Kekayaan rempah, padi, buah dan lain sebagainya sungguh sangat mudah untuk ditemui. Maka dari itu tidak heran jika bung Karno berpendapat bahwa Indonesia adalah negara agraris yang memberikan keberuntungan besar kepada para petani, bahkan dirinya juga menegaskan bahwa petani adalah jantung Indonesia.
Tidak lama setelah bung Karno menuliskan tentang hal itu, muncullah tulisan salah satu aktifis mahasiswa yang dikenal dengan sebutan pendekar pena. Mahbub Djunaidi sebagai salah satu penulis essai yang sangat kesohor dimasanya menuliskan bahwa Indonesia adalah negara maritim, sebagai bentuk kritik terhadap tulisan bung Karno, dan keberadaan tulisan dua pendekar hebat itu sama-sama memiliki dasar argumentatif sangat kuat.
Menurut Mahbub yang mengatakan Indonesia sebagai negara maritim karena laut Indonesia memiliki kekayaan yang luar biasa, ikan-ikan dan kekayaan laut lainnya begitu banyak bertabur dibumi Nusantara. Selain dari dua tulisan diatas juga terdapat literatur lain yang mengatakan bahwa penjajah memiliki keinginan besar untuk menguasai Indonesia dikarenakan terdapat kekayaan alam yang luar biasa.
Harusnya, dimasa Indonesia yang telah bebas dari tekanan para penjajah seperti saat ini, sepatutnya merasakan kenikmatan dari hasil kekayaan buminya sendiri. Tidak perlu takut dan risau akan kelaparan karena persoalan perut sudah dapat teratasi dengan hasil bumi Indonesia yang sangat subur.
Namun kenyataannya semua itu hanya menjadi ilusi semata lantaran kelompok-kelompok feodalis telah merenggut hak rakyat secara tidak langsung. Marilah sedikit picingkan mata untuk memandang kearah ujung timur pulau Madura, kota Sumenep namanya yang merupakan kota kelahiranku.
Ditulis oleh salah satu penulis lepas (Dardiri Zubairi) dalam bukunya yang berjudul Wajah Islam Madura. Dalam tulisannya dia sedikit menyinggung terkait investor yang mulai bertebar luas di kota Sumenep untuk melancarkan kepentingan pribadinya.
Alibi yang sering diutarakan oleh kelompok feodalis itu adalah untuk kesejahteraan rakyat, nyatanya rakyat tidak tahu menahu mengenai hal tersebut. Saat ini, kota Sumenep atau yang sering kali disebut kota keris itu sedang dihangatkan oleh kasus tambak udang milik investor, baik lokal maupun asing. Sebenarnya kasus tersebut sudah sangat lama diperbincangkan namun belum menemukan titik akhir.
Padahal semua itu telah dikawal berkali-kali oleh para aktivis, baik dari aktivis mahasiswa yang melakukan pengawalannya dengan cara pendekatan personal pada masyarakat untuk memberikan pemahaman, melakukan audiensi dan demonstrasi pada pihak anggota dewan perwakilan rakyat.

• _Petunjuk Latihan_
Teruskan esai di atas tentang kekayaan alam Indonesia dan kasus tambak udang di Sumenep, dimulai tepat setelah kalimat terakhirnya.

[Catatan sumber]
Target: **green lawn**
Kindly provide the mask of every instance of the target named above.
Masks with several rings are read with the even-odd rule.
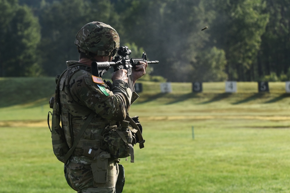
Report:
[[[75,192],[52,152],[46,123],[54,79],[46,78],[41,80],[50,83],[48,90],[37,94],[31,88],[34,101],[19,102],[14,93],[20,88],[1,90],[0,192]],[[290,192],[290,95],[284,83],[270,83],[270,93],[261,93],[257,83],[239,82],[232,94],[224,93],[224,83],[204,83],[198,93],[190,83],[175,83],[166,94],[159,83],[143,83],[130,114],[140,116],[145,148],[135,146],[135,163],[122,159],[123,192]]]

• _Hasil Berikut_
Bahkan selain itu juga ada pengawalan yang dilakukan oleh aktivis sosial dengan menggunakan segala cara untuk menolak investor itu. Tanah subur milik rakyat kini mulai diambil alih oleh investor untuk dijadikan tambak udang yang hal itu akan berakibat kesengsaraan berkepanjangan bagi rakyat.
Wacana yang mengatakan bahwa penggarapan tambak udang itu adalah untuk mensejahterakan rakyat bagiku sangat tidak masuk akal, karena pada nyatanya hal itu cuma akan mempererat tali penjerat leher masyarakat sekitar, bahkan usaha untuk terbebas dari tekanan kelompok feodal itu hanya akan menjadi mimpi belaka.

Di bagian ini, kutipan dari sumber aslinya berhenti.